## BEGIN
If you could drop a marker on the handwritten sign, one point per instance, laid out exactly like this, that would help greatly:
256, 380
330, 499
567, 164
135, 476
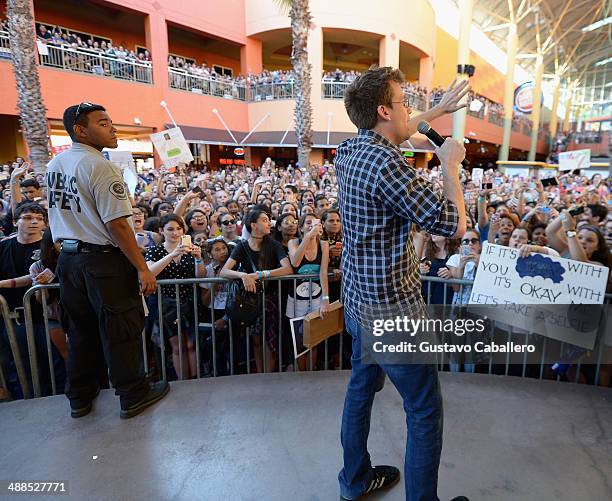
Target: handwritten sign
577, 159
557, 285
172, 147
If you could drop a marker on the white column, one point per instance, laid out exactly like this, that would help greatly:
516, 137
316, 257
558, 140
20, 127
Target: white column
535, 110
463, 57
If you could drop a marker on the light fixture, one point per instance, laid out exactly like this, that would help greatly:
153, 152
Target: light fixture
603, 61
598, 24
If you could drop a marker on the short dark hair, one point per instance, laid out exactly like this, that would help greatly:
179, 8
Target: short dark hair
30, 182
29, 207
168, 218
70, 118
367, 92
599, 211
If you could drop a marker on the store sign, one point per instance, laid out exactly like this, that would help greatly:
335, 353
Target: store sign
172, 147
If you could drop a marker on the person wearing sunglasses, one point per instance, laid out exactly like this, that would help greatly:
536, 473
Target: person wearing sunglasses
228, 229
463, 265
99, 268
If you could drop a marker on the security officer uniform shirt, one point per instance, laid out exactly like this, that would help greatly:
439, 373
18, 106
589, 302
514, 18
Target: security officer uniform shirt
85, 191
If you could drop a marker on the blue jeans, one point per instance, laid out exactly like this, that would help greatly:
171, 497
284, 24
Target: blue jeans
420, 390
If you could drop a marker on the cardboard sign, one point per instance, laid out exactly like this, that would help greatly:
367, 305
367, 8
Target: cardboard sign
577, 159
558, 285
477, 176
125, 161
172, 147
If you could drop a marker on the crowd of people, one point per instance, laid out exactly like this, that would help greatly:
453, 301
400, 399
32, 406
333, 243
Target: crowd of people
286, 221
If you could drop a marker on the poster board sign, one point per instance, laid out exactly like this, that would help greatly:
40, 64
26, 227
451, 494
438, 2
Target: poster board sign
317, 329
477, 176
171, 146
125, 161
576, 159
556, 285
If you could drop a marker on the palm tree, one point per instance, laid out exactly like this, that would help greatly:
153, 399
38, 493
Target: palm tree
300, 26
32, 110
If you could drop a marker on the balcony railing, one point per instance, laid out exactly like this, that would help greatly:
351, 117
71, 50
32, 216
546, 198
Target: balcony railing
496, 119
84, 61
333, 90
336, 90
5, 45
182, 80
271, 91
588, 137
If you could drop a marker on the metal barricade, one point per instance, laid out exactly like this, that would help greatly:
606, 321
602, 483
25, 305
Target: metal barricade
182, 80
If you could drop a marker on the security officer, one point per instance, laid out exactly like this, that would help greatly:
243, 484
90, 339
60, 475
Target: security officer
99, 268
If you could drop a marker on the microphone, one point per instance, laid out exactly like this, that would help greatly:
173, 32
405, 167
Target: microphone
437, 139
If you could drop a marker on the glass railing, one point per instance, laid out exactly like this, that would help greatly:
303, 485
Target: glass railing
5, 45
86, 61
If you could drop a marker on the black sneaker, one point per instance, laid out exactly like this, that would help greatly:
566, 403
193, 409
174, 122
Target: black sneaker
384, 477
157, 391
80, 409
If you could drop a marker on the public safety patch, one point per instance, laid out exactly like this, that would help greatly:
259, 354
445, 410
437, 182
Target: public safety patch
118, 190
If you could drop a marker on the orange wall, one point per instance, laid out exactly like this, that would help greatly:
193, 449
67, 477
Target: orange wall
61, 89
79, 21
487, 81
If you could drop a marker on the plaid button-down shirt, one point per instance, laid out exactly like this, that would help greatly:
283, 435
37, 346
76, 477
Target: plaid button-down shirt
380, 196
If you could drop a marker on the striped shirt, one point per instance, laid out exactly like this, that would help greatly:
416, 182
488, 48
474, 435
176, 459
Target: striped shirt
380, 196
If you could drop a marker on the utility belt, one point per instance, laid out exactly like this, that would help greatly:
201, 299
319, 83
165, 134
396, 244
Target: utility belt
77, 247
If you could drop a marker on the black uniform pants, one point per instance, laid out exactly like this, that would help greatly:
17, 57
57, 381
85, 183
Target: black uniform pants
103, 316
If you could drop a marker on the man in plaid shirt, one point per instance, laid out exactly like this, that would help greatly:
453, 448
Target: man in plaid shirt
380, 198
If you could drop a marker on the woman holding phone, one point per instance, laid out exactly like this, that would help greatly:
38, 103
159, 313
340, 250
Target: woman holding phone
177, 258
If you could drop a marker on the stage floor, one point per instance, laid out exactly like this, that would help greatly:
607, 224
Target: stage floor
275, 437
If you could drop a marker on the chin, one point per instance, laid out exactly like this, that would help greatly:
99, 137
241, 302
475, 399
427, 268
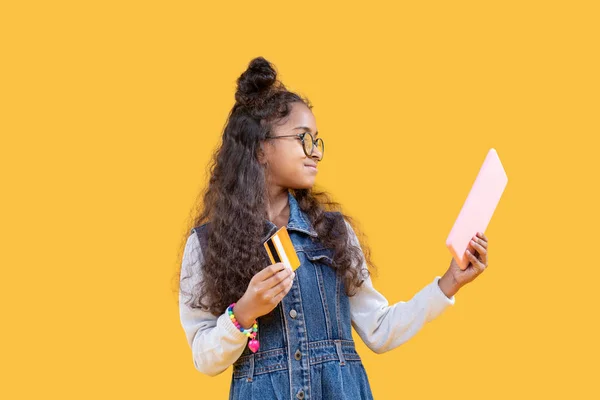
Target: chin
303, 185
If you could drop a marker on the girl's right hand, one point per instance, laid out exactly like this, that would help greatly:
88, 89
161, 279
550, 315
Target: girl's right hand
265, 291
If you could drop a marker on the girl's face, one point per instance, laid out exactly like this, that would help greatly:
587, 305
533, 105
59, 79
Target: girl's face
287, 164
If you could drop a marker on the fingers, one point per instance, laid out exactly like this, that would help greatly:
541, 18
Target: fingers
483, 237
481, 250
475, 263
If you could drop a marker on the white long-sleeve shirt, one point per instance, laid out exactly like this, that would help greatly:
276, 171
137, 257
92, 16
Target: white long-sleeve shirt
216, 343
## END
• [THE PROBLEM]
Reproduce all of the lines above word for word, leaving out the pictures.

• [TASK RESULT]
If you could drop a marker on the handwritten sign, one point per instance, laid out exactly like this, that would help greatly:
256, 380
330, 499
567, 164
135, 476
Target: handwritten sign
577, 159
557, 285
172, 147
If you could drop a marker on the white column, one point per instance, laid out exactly like this, that would help greatly:
516, 137
316, 257
558, 140
20, 127
Target: white column
535, 110
463, 57
If you could drop a marker on the light fixture, one point per instance, laid out exactly like this, that would help greatly:
153, 152
Target: light fixture
603, 61
598, 24
If you could drop a marker on the short dark hair, one point per instance, laid out exactly like this, that would help greatly:
179, 8
Target: short dark hair
30, 182
29, 207
168, 218
70, 118
367, 92
599, 211
If you could drop a marker on the store sign, one point per instance, laid out exactly like this, that would help greatly:
335, 353
Target: store sign
172, 147
If you could drop a marker on the person wearing sunglasses, one point per instance, laid out exactly like this, that would help greatly:
536, 473
Target: person wearing sunglasses
228, 229
463, 265
99, 268
If you could drop a marker on the security officer uniform shirt, one point per instance, laid out exactly like this, that would help greatly:
439, 373
18, 106
589, 302
514, 18
Target: security officer uniform shirt
85, 191
If you could drop a marker on the blue jeans, one point per instance, laid out exactly like this, that would help greatly:
171, 497
284, 24
Target: blue jeans
420, 390
If you could drop a marker on the cardboard sign, one point per instance, laid out exactly like this, that would help greatly:
367, 305
367, 8
Target: cardboard sign
577, 159
558, 285
477, 176
125, 161
172, 147
If you could drop a marker on the crowd of people, one point per instance, laid out exactly like this, that would help greatly:
453, 301
400, 399
32, 406
333, 243
Target: crowd of people
286, 221
If you could drop a marker on the poster board sign, one point per instance, laid out exactly like this, that would help greatly:
40, 64
26, 227
451, 494
438, 2
Target: poster board sign
317, 329
477, 176
171, 146
125, 161
576, 159
556, 285
If you could drop a marker on the palm tree, one point per instance, laid out exactly like this, that would help greatly:
153, 399
38, 493
Target: palm tree
300, 26
32, 110
If you could drop a marker on the balcony railing, one point per instance, laid out exactly like this, that would help greatly:
351, 117
71, 50
32, 216
546, 198
Target: balcony railing
496, 119
84, 61
333, 90
336, 90
5, 45
182, 80
271, 91
588, 137
If you could drop a marker on the metal barricade, one point per instance, laid out exactly like this, that would help greatly:
606, 321
602, 483
25, 305
Target: metal barricade
182, 80
If you could drop a marker on the security officer, one point per instance, laid out exactly like this, that would help greatly:
243, 484
90, 339
60, 475
Target: security officer
99, 268
If you could drop a marker on the microphone, one point per instance, laid out exactly like this, that would help greatly:
173, 32
405, 167
Target: microphone
437, 139
If you could drop a marker on the glass railing, one point per instance, laid out exactly like this, that would help greatly:
303, 485
Target: glass railing
5, 45
86, 61
If you could drop a marker on the black sneaker, one point per instance, laid out exactly like this, that would help greatly:
566, 403
193, 409
174, 122
Target: black sneaker
384, 477
157, 391
80, 409
If you could drop a marker on the public safety patch, one point per instance, laid out exactly like this, that would help greatly:
259, 354
445, 410
437, 182
Target: public safety patch
118, 190
If you could drop a marker on the orange wall, one point per instance, laid out exactly like this, that would help greatly:
193, 449
67, 477
Target: orange wall
61, 89
79, 21
487, 81
If you could drop a marker on the plaid button-down shirt, one point per instance, laid out exactly like this, that would help greatly:
283, 435
37, 346
76, 477
Target: plaid button-down shirt
380, 196
If you could drop a marker on the striped shirt, one point per instance, laid out exactly like this, that would help greatly:
416, 182
488, 48
474, 435
176, 459
Target: striped shirt
380, 196
If you could drop a marker on the utility belt, one point per instance, laid out exactly like this, that would help greatly:
201, 299
319, 83
165, 134
396, 244
Target: utility belt
77, 247
If you could drop a marker on the black uniform pants, one point per instance, laid out exactly like this, that would help greatly:
17, 57
57, 381
85, 183
Target: black uniform pants
103, 316
If you could drop a marker on the man in plaid shirt, one point per instance, laid out exactly like this, that would help greatly:
453, 448
Target: man in plaid shirt
380, 198
If you could drop a marker on the woman holding phone, one point per instance, laid out exactly like this, that would help greatly:
38, 103
159, 313
340, 250
Target: woman holding phone
177, 258
If you could drop a marker on the stage floor, one point per instance, laid out exactly like this, that would help greatly:
607, 224
Target: stage floor
275, 437
If you could drop a marker on the chin, one point per instance, laid out exactly like this, that would help greatly:
99, 137
241, 302
475, 399
427, 268
Target: chin
303, 185
If you could drop a marker on the girl's right hand, one point per instance, laid out exactly like this, that would help greatly:
88, 89
161, 279
550, 315
Target: girl's right hand
265, 291
If you could drop a marker on the girl's face, one point per instance, laid out exactly like this, that would help greatly:
587, 305
533, 105
59, 79
Target: girl's face
287, 164
If you could drop a marker on the fingers, one point per instance, laid out exactly like this, that would help greatly:
541, 18
Target: fingers
483, 237
481, 250
475, 263
If you could drop a marker on the white long-sleeve shirt, one point per instance, laid out exactly like this, that would help greatly:
276, 171
137, 257
92, 16
Target: white long-sleeve shirt
216, 343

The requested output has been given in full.